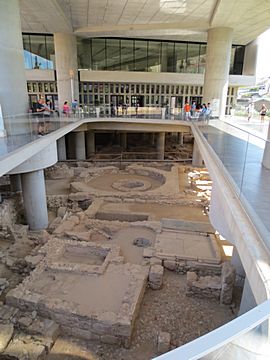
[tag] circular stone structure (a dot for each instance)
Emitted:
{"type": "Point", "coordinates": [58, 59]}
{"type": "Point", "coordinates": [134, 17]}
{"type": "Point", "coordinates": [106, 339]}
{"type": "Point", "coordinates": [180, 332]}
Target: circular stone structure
{"type": "Point", "coordinates": [129, 184]}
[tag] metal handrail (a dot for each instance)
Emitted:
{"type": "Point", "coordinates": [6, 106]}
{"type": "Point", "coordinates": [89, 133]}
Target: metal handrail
{"type": "Point", "coordinates": [221, 336]}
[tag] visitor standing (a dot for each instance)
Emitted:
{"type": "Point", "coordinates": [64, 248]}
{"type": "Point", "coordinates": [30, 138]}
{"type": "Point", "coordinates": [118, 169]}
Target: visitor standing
{"type": "Point", "coordinates": [66, 109]}
{"type": "Point", "coordinates": [47, 114]}
{"type": "Point", "coordinates": [208, 112]}
{"type": "Point", "coordinates": [263, 112]}
{"type": "Point", "coordinates": [187, 109]}
{"type": "Point", "coordinates": [40, 108]}
{"type": "Point", "coordinates": [250, 110]}
{"type": "Point", "coordinates": [193, 108]}
{"type": "Point", "coordinates": [74, 106]}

→ Stated task: Produce an exact copy of the lines from the one containing "[tag] metal handrail" through the last line, and of nothing else.

→ Task response:
[tag] metal handrail (a dot for each instance)
Emitted:
{"type": "Point", "coordinates": [6, 106]}
{"type": "Point", "coordinates": [89, 133]}
Target: metal handrail
{"type": "Point", "coordinates": [221, 336]}
[tag] visitor standing (a dot for each instance)
Emitted:
{"type": "Point", "coordinates": [64, 248]}
{"type": "Point", "coordinates": [30, 138]}
{"type": "Point", "coordinates": [118, 169]}
Target: visitor standing
{"type": "Point", "coordinates": [66, 109]}
{"type": "Point", "coordinates": [47, 114]}
{"type": "Point", "coordinates": [208, 112]}
{"type": "Point", "coordinates": [263, 112]}
{"type": "Point", "coordinates": [187, 109]}
{"type": "Point", "coordinates": [40, 108]}
{"type": "Point", "coordinates": [250, 110]}
{"type": "Point", "coordinates": [193, 108]}
{"type": "Point", "coordinates": [74, 106]}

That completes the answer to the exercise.